• [INPUT]:
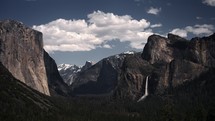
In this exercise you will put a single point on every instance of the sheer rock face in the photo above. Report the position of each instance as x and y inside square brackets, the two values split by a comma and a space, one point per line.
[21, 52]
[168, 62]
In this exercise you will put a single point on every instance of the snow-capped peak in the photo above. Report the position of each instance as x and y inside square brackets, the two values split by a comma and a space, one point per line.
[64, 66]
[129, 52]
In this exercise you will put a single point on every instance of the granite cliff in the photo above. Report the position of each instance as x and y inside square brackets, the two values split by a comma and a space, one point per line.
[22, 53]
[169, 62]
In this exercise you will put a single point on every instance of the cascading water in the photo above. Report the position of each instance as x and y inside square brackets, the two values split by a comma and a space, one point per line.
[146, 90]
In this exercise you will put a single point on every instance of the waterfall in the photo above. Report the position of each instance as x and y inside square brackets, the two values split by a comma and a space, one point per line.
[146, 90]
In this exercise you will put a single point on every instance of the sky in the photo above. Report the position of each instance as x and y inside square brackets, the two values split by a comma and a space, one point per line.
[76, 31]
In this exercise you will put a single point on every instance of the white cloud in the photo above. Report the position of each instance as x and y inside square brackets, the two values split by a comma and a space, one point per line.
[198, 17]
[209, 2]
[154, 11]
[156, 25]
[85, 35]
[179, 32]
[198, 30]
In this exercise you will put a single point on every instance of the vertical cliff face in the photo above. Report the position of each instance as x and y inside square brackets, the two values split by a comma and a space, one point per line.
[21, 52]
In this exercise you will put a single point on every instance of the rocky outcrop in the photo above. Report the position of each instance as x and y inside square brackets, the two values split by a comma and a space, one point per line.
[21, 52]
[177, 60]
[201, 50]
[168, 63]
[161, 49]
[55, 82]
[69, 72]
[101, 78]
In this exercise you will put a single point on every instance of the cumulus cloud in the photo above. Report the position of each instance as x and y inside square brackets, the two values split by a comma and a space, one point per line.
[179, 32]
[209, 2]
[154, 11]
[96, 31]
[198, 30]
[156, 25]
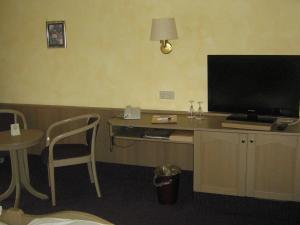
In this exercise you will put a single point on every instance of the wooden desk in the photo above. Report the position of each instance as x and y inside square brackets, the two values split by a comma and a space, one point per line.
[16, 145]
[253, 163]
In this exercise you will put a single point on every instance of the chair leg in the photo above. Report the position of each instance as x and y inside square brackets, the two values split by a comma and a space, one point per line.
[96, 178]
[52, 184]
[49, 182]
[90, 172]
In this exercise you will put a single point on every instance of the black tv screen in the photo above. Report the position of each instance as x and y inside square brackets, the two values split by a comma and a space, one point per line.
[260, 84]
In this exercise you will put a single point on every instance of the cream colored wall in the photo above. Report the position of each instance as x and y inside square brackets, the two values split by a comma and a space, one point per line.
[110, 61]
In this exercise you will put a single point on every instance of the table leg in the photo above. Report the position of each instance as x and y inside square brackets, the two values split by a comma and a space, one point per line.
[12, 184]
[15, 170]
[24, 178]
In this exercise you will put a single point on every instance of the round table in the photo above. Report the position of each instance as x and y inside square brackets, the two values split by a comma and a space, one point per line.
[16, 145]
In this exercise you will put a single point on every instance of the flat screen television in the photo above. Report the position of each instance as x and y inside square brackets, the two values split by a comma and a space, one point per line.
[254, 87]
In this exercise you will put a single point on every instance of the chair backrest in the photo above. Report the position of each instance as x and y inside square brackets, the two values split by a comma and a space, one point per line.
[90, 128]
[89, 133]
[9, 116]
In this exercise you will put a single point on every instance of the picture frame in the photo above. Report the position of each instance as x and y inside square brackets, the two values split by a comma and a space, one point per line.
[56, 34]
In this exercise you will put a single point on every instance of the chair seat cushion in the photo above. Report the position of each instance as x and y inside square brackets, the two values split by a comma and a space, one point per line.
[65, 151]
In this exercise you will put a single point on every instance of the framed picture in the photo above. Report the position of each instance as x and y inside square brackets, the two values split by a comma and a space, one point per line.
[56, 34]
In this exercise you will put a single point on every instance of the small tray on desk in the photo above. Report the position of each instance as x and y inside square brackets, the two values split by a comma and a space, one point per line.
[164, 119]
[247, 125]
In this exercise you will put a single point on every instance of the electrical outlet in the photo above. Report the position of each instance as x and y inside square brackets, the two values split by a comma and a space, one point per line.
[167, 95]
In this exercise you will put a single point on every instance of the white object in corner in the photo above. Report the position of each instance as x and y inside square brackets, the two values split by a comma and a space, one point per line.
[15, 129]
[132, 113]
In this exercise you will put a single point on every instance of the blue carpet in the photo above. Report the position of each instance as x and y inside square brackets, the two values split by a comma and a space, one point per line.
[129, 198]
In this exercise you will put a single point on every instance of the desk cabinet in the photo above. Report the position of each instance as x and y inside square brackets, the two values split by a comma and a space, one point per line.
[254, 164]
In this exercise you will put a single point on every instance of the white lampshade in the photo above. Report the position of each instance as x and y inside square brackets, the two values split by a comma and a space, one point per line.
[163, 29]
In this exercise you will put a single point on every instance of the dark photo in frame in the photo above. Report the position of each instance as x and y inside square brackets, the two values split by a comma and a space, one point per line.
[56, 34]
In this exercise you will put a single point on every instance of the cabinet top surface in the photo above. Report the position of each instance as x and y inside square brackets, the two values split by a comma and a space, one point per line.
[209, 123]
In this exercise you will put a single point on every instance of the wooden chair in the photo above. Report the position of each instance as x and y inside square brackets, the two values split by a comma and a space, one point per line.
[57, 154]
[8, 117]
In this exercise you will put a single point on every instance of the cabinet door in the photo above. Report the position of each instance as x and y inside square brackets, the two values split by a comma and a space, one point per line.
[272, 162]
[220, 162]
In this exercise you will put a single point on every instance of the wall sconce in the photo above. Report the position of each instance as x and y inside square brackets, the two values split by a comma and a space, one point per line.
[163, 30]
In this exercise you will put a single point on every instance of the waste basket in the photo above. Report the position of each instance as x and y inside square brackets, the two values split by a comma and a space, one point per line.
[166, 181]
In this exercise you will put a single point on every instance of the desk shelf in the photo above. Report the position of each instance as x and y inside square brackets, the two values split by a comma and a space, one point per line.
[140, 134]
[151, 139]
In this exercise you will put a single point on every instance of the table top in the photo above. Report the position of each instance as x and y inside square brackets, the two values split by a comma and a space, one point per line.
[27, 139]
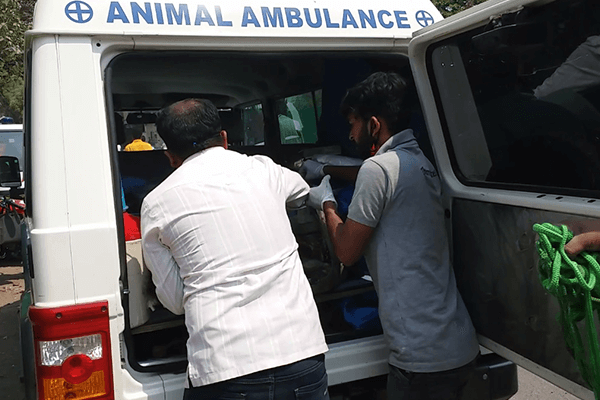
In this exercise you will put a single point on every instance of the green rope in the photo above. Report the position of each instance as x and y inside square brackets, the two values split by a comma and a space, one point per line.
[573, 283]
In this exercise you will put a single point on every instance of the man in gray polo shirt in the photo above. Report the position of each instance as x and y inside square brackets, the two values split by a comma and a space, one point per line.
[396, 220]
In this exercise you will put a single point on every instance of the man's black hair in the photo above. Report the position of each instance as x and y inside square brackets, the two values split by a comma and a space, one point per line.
--
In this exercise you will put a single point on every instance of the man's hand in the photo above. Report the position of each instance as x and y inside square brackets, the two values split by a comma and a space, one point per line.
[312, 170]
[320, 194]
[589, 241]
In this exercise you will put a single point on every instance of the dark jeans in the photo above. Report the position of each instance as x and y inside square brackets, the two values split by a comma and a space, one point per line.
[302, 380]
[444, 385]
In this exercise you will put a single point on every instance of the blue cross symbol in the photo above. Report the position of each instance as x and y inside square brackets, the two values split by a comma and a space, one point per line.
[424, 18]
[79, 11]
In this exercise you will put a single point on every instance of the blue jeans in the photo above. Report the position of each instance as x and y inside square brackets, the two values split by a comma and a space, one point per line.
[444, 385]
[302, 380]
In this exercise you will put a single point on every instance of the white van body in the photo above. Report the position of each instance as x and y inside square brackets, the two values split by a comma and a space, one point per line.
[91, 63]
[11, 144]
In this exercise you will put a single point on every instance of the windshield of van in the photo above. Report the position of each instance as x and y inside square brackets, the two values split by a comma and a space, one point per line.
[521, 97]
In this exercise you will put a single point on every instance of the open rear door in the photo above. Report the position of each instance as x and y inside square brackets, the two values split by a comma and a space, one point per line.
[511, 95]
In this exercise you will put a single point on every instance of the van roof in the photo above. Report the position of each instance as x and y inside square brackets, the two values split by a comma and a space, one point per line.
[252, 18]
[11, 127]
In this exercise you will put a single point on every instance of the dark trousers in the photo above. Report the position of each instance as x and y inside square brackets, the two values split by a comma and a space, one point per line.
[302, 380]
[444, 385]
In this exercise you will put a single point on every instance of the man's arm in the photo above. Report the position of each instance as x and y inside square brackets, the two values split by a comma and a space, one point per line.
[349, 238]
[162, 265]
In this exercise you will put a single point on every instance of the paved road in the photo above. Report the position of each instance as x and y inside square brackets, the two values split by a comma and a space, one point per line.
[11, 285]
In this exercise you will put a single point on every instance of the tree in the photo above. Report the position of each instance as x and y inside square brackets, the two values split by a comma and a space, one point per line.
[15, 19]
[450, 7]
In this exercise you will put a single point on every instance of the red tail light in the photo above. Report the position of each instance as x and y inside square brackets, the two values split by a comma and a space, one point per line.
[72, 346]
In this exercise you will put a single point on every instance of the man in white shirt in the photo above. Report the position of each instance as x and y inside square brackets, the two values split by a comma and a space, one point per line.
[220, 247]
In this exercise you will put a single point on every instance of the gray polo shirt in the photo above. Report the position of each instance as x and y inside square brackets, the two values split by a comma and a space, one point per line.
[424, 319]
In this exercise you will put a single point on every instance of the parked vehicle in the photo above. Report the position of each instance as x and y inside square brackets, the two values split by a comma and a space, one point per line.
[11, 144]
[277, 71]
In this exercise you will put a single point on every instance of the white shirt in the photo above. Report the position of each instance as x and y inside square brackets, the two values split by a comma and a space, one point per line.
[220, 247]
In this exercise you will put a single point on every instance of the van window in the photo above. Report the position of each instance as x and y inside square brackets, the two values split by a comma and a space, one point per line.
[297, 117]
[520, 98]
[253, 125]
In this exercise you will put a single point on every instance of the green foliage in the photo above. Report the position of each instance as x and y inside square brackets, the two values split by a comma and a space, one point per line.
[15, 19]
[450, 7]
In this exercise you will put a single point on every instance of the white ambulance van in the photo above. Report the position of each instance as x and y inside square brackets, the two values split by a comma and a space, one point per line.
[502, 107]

• [TO BE DONE]:
Pull out every line of the data above that contains the word "green", matching case exactly.

• [FINISHED EXERCISE]:
In this exercise you will put a single point on every instance of the green rope in the photo above. Report the position of each instance as x and y inside square brackets, the two values split by a comma and a space, one point per line.
In this exercise you will put a single point on every instance of the green foliage in the photo above. Report the position of each instance as x and y inside square brackets, the two values split by a comma and a space, one point per line.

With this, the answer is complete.